— What the task requires —
The entries that follow should be duplicated in full, without a single alteration.

(Natural language region descriptions)
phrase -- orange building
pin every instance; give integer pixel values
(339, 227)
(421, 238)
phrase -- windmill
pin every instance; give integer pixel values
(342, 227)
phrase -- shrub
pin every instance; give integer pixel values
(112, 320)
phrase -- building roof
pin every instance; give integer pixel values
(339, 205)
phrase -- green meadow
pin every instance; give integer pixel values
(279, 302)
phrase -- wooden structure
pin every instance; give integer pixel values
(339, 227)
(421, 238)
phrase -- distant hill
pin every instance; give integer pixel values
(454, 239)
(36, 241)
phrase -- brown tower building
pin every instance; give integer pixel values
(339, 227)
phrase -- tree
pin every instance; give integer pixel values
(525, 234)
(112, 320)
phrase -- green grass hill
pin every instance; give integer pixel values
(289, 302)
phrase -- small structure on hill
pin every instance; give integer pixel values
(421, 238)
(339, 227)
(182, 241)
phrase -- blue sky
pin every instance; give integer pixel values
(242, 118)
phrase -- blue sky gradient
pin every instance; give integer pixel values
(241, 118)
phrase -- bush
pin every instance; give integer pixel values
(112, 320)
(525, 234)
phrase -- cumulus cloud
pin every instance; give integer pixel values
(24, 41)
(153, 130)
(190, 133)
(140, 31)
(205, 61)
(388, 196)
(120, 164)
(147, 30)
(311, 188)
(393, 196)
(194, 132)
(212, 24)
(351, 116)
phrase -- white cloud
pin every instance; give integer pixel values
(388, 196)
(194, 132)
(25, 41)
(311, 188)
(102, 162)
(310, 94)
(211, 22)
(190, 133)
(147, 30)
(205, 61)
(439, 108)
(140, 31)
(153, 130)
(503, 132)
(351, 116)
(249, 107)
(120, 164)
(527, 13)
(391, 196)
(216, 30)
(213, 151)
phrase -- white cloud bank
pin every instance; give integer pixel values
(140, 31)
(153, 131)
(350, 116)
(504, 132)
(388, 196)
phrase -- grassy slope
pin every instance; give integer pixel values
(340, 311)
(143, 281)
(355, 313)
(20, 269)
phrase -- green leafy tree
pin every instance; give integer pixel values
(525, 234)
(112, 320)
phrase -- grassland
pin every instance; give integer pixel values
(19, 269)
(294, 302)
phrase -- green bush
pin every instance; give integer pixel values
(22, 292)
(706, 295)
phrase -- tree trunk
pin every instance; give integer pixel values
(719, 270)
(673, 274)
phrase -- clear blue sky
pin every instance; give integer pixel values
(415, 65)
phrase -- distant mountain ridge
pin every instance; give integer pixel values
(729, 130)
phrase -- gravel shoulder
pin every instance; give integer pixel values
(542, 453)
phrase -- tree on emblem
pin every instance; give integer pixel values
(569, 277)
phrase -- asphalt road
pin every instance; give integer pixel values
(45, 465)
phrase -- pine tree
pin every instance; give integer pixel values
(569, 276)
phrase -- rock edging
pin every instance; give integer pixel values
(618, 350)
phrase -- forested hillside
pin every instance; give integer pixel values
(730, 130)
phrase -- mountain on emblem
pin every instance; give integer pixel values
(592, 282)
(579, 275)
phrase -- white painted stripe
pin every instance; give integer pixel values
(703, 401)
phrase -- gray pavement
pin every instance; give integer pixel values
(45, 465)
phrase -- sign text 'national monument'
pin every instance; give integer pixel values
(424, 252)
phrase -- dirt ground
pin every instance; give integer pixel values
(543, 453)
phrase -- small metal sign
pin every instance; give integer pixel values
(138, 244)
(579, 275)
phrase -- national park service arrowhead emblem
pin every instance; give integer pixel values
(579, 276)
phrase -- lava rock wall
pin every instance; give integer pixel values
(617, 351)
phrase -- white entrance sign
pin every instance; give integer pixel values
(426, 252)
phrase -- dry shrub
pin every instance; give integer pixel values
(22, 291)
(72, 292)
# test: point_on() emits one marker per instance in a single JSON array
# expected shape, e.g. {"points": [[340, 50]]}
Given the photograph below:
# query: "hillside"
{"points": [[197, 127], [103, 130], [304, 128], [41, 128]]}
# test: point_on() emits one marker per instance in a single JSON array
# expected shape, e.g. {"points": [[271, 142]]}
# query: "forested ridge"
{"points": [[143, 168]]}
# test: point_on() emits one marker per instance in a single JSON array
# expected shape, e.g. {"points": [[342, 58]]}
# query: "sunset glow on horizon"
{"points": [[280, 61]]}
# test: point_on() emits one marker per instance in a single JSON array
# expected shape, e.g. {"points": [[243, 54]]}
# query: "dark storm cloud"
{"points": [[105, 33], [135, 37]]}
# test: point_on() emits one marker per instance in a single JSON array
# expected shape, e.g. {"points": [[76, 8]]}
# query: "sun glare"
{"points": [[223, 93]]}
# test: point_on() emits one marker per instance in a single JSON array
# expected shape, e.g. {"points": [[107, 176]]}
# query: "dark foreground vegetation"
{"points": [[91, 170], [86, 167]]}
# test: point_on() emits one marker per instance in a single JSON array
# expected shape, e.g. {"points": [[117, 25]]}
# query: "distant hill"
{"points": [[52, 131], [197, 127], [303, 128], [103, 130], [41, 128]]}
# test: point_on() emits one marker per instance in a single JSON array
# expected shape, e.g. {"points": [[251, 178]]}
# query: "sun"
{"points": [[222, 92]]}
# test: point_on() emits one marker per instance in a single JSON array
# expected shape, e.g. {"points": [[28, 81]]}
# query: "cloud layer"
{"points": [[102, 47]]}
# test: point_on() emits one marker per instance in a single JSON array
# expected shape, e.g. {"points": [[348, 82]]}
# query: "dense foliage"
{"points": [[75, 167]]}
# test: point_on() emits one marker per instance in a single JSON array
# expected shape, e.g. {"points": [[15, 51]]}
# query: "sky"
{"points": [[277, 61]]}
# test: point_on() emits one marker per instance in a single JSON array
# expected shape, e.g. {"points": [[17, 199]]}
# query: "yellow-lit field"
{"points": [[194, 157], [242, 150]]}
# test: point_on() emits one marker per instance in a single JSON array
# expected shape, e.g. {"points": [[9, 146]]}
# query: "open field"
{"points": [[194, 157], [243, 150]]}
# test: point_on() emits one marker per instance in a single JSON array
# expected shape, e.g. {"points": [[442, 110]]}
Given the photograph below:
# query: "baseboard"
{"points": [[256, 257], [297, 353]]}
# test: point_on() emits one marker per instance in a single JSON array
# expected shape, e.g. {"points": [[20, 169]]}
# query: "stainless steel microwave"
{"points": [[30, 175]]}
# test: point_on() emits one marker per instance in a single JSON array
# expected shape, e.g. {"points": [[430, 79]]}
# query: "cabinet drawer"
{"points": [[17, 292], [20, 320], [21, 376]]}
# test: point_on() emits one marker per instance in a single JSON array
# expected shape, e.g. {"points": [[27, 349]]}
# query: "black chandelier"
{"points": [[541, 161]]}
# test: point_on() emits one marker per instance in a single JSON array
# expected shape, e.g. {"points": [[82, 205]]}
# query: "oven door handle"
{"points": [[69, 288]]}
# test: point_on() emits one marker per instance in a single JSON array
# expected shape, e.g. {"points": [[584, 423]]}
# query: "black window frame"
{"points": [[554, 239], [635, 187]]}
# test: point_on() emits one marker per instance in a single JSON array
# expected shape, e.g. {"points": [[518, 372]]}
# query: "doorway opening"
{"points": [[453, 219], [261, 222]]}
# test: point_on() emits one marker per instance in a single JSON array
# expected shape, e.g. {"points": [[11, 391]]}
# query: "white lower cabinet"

— Answer for this exercise —
phrase -- orange building
pin every instance; give integer pixel values
(339, 227)
(421, 238)
phrase -- windmill
pin every instance; give integer pixel values
(342, 227)
phrase -- shrub
pin every instance; give integer pixel values
(112, 320)
phrase -- building roof
pin every instance; give integer pixel values
(339, 205)
phrase -- green meadow
pin every instance; give integer pixel values
(279, 302)
phrase -- wooden structure
pin every instance; give integer pixel values
(339, 227)
(421, 238)
phrase -- distant hill
pin every instance; give integer pixel values
(454, 239)
(36, 241)
phrase -- brown tower building
pin every instance; give integer pixel values
(339, 227)
phrase -- tree
pin every instance; give integer pixel values
(525, 234)
(112, 320)
phrase -- green grass hill
pin every instance; give integer pixel values
(289, 302)
phrase -- small structure on hill
pin every instance; give integer pixel values
(421, 238)
(339, 227)
(182, 241)
phrase -- blue sky
pin every instance; give integer pixel values
(242, 118)
phrase -- blue sky gradient
pin every instance; give integer pixel values
(241, 118)
phrase -- bush
pin every instance; give integer pixel values
(112, 320)
(525, 234)
phrase -- cumulus cloud
pin every instance; give integer pixel values
(24, 41)
(153, 130)
(190, 133)
(140, 31)
(205, 61)
(388, 196)
(120, 164)
(147, 30)
(311, 188)
(393, 196)
(194, 132)
(212, 24)
(351, 116)
phrase -- white cloud
pin every instance; give integer pixel values
(388, 196)
(194, 132)
(25, 41)
(311, 188)
(102, 162)
(310, 94)
(211, 22)
(190, 133)
(147, 30)
(205, 61)
(439, 108)
(140, 31)
(153, 130)
(503, 132)
(351, 116)
(249, 107)
(120, 164)
(527, 13)
(391, 196)
(216, 30)
(213, 151)
phrase -- white cloud bank
pin every instance; give integer pixel values
(140, 31)
(153, 131)
(350, 116)
(504, 132)
(388, 196)
phrase -- grassy slope
pin every instance; give integer pixel values
(340, 311)
(143, 281)
(355, 313)
(20, 269)
phrase -- green leafy tree
pin every instance; give integer pixel values
(525, 234)
(112, 320)
phrase -- grassland
pin every instance; give integer pixel values
(19, 269)
(294, 302)
phrase -- green bush
pin every instance; give integer pixel values
(22, 292)
(706, 295)
phrase -- tree trunk
pin every instance; give integer pixel values
(719, 270)
(673, 274)
phrase -- clear blue sky
pin every instance; give integer pixel values
(415, 65)
phrase -- distant mountain ridge
pin every instance; give integer pixel values
(729, 130)
phrase -- gravel shoulder
pin every instance; give integer pixel values
(542, 453)
phrase -- tree on emblem
pin every instance; give integer pixel values
(569, 277)
phrase -- asphalt road
pin every instance; give integer pixel values
(45, 465)
phrase -- pine tree
pin every instance; give integer pixel values
(569, 276)
phrase -- rock edging
pin every instance; give integer pixel values
(618, 350)
phrase -- forested hillside
pin every instance; give integer pixel values
(730, 130)
phrase -- mountain on emblem
pin every instance; give integer pixel values
(592, 282)
(579, 275)
phrase -- white painted stripe
pin every instance; give integer pixel values
(703, 401)
phrase -- gray pavement
pin every instance; give integer pixel values
(45, 465)
phrase -- sign text 'national monument'
pin every instance; give integer pixel values
(424, 252)
phrase -- dirt ground
pin every instance; give integer pixel values
(543, 453)
phrase -- small metal sign
pin every instance; give integer pixel values
(138, 244)
(579, 275)
phrase -- national park service arrowhead emblem
pin every instance; give integer pixel values
(579, 276)
phrase -- lava rock wall
pin every instance; give integer pixel values
(617, 351)
phrase -- white entrance sign
pin every instance; give integer pixel values
(426, 252)
phrase -- dry shrub
pin every instance; give integer pixel values
(22, 291)
(72, 292)
# test: point_on() emits one marker per instance in a single JSON array
# expected shape, e.g. {"points": [[340, 50]]}
Given the photograph below:
# query: "hillside"
{"points": [[197, 127], [103, 130], [304, 128], [41, 128]]}
# test: point_on() emits one marker per instance in a single JSON array
# expected shape, e.g. {"points": [[271, 142]]}
# query: "forested ridge"
{"points": [[143, 168]]}
# test: point_on() emits one marker per instance in a single JSON array
# expected shape, e.g. {"points": [[342, 58]]}
# query: "sunset glow on horizon"
{"points": [[280, 61]]}
# test: point_on() emits one marker per instance in a single JSON array
# expected shape, e.g. {"points": [[243, 54]]}
# query: "dark storm cloud"
{"points": [[105, 33], [135, 37]]}
# test: point_on() emits one marker per instance in a single JSON array
# expected shape, e.g. {"points": [[76, 8]]}
# query: "sun glare"
{"points": [[223, 93]]}
# test: point_on() emits one marker per instance in a single JSON array
# expected shape, e.g. {"points": [[107, 176]]}
# query: "dark foreground vegetation"
{"points": [[91, 170], [86, 167]]}
# test: point_on() emits one marker per instance in a single JSON array
# expected shape, e.g. {"points": [[117, 25]]}
# query: "distant hill"
{"points": [[52, 131], [197, 127], [303, 128], [103, 130], [41, 128]]}
# test: point_on() emits one marker per instance in a single JSON array
# expected shape, e.g. {"points": [[251, 178]]}
# query: "sun"
{"points": [[222, 92]]}
# test: point_on() emits one marker per instance in a single JSON array
# expected shape, e.g. {"points": [[28, 81]]}
# query: "cloud layer"
{"points": [[102, 47]]}
# test: point_on() emits one marker per instance in a single JSON array
# expected shape, e.g. {"points": [[348, 82]]}
# query: "dense foliage"
{"points": [[75, 167]]}
# test: point_on() emits one marker per instance in a single JSON array
# expected shape, e.g. {"points": [[15, 51]]}
# query: "sky"
{"points": [[277, 61]]}
# test: point_on() emits one marker per instance in a single JSON array
# expected shape, e.g. {"points": [[17, 199]]}
# query: "yellow-lit field"
{"points": [[194, 157], [242, 150]]}
# test: point_on() emits one marker per instance in a single JSON array
# expected shape, e.g. {"points": [[9, 146]]}
# query: "open field"
{"points": [[194, 157], [243, 150]]}
# test: point_on() emits one marker per instance in a single JSON array
# expected shape, e.g. {"points": [[442, 110]]}
Given the photograph below:
# query: "baseboard"
{"points": [[256, 257], [297, 353]]}
# test: point_on() emits one marker per instance in a single JSON array
# expected shape, e.g. {"points": [[20, 169]]}
# query: "stainless steel microwave"
{"points": [[30, 175]]}
# test: point_on() emits one marker per instance in a single JSON array
# expected shape, e.g. {"points": [[430, 79]]}
# query: "cabinet drawer"
{"points": [[17, 292], [20, 320], [21, 376]]}
# test: point_on() emits one marker per instance in a single JSON array
# expected shape, e.g. {"points": [[27, 349]]}
# query: "black chandelier"
{"points": [[541, 161]]}
# test: point_on() emits one marker per instance in a single JSON array
# expected shape, e.g. {"points": [[82, 205]]}
# query: "oven door handle"
{"points": [[69, 288]]}
# test: point_on() emits one marker per instance in a single JSON array
# expected shape, e.g. {"points": [[584, 423]]}
# query: "black window frame"
{"points": [[554, 239], [635, 187]]}
# test: point_on() emits one marker per instance in a single JSON array
# expected shape, e.g. {"points": [[518, 372]]}
# query: "doorway opening"
{"points": [[453, 219], [261, 222]]}
# test: point_on() emits one marker per instance in a single JSON array
# expected shape, e.g. {"points": [[11, 391]]}
# query: "white lower cabinet"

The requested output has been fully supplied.